REQUIREMENTS
Give back the entire listing verbatim.

[Items from a data source]
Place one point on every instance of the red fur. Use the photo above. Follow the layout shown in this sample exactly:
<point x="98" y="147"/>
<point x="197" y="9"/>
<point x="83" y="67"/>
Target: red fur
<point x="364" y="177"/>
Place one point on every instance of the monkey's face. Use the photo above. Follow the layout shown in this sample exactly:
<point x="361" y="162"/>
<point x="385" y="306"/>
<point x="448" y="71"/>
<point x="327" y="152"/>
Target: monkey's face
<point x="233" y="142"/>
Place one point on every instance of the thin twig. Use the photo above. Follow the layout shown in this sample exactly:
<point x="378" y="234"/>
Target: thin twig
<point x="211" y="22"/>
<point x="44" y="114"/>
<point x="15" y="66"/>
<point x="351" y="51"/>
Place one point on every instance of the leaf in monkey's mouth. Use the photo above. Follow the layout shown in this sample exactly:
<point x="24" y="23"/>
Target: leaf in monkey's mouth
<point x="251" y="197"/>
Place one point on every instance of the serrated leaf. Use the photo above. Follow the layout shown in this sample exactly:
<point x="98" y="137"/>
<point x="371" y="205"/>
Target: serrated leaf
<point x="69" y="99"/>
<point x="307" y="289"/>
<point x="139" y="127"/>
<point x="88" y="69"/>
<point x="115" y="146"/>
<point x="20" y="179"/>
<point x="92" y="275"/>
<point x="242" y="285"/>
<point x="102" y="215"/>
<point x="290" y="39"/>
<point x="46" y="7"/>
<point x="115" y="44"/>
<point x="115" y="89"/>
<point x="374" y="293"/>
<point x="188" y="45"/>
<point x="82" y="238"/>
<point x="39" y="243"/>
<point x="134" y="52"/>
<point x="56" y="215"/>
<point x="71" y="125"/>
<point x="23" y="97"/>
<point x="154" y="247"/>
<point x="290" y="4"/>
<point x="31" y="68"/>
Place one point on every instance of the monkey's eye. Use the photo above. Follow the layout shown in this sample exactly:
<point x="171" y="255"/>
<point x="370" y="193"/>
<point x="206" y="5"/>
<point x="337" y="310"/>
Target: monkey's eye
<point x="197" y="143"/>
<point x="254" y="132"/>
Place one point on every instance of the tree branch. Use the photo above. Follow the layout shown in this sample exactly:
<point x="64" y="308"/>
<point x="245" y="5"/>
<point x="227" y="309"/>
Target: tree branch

RESULT OF THE EXERCISE
Place one point on every instance of the red fur. Use the photo above. Follow the layout shown in this sample exactly:
<point x="98" y="147"/>
<point x="197" y="9"/>
<point x="83" y="67"/>
Target: red fur
<point x="364" y="177"/>
Place one point on every instance of the monkey's face. Use the photo above. Follow the layout shown in this sample exactly:
<point x="361" y="162"/>
<point x="385" y="306"/>
<point x="448" y="71"/>
<point x="327" y="152"/>
Target: monkey's face
<point x="233" y="142"/>
Place one point on every instance of the thin twig. Use the photo above. Follow the layout shown in this sample exactly:
<point x="378" y="234"/>
Target: thin twig
<point x="211" y="22"/>
<point x="44" y="114"/>
<point x="15" y="66"/>
<point x="351" y="51"/>
Place one point on every instance of the leaf in monkey's mouth. Use the photo above. Follow the layout shown in this sample exactly:
<point x="24" y="23"/>
Target: leaf in monkey's mouth
<point x="251" y="197"/>
Place one point on every instance of the serrated leaf. Use the photo above. Follow the layout shown in this sample exactly:
<point x="98" y="137"/>
<point x="371" y="205"/>
Target: serrated leaf
<point x="69" y="99"/>
<point x="307" y="289"/>
<point x="139" y="127"/>
<point x="88" y="69"/>
<point x="115" y="146"/>
<point x="20" y="179"/>
<point x="92" y="275"/>
<point x="242" y="285"/>
<point x="102" y="215"/>
<point x="290" y="39"/>
<point x="46" y="7"/>
<point x="115" y="44"/>
<point x="115" y="89"/>
<point x="374" y="293"/>
<point x="188" y="45"/>
<point x="82" y="238"/>
<point x="39" y="243"/>
<point x="134" y="52"/>
<point x="56" y="215"/>
<point x="71" y="125"/>
<point x="23" y="97"/>
<point x="154" y="247"/>
<point x="290" y="4"/>
<point x="31" y="68"/>
Place one point on every instance of the monkey's eye. Use the photo above. Follow the layout shown in this sample exactly:
<point x="171" y="255"/>
<point x="370" y="193"/>
<point x="206" y="5"/>
<point x="337" y="310"/>
Target: monkey's eye
<point x="197" y="143"/>
<point x="254" y="132"/>
Place one point on every instance of the tree branch. Use the photo above. Follow the layout shown in this sample exactly:
<point x="64" y="308"/>
<point x="245" y="5"/>
<point x="227" y="309"/>
Target: tree branch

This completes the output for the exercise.